PROVIDED RECORDS =

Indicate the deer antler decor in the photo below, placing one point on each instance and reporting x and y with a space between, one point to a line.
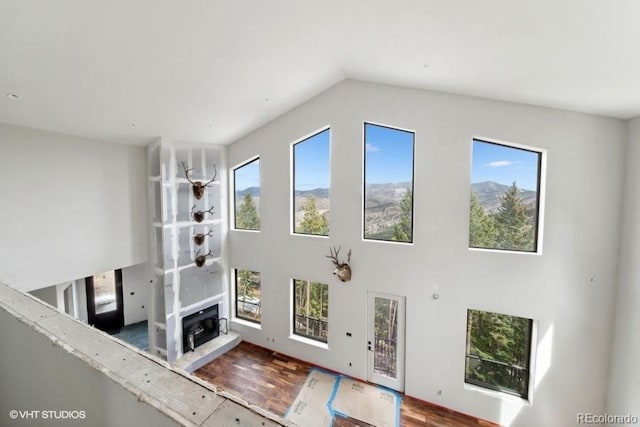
199 186
199 237
343 269
198 216
201 259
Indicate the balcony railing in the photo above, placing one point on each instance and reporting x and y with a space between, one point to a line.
385 356
248 309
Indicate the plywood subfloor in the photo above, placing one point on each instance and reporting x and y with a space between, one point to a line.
272 381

REQUIRED WORK = Print the items again word for word, starting at the line that contains "Indicate the plywood" and stopping after the last line of the items.

EXERCISE RESPONSE =
Indicate the plywood subfloor in the photo above, placing one point on each instance and reporting x and y with a space between, one point to a line.
272 381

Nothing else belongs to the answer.